▶ **WHAT THE TASK ASKS**
Every line of the records that holds the word "above" should be copied.

═══

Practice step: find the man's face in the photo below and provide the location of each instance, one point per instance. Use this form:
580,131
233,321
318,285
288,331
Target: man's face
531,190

═══

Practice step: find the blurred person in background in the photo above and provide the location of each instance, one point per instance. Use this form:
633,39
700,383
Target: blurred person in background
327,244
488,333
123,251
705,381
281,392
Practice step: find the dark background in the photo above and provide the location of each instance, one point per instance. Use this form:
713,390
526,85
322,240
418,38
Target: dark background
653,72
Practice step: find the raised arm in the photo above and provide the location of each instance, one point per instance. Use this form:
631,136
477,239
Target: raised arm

═══

▶ **ANSWER BELOW**
Practice step: find the blurred person in background in the photo above and provide the location of each instance, one point per instance. Use this form:
Practice step: find the dark background in the photo above and provide the location of each instance, one point per instance. Use this form:
Practice step: find the raised arm in the photo above and provide the location of each instance, one point per instance. Use this form:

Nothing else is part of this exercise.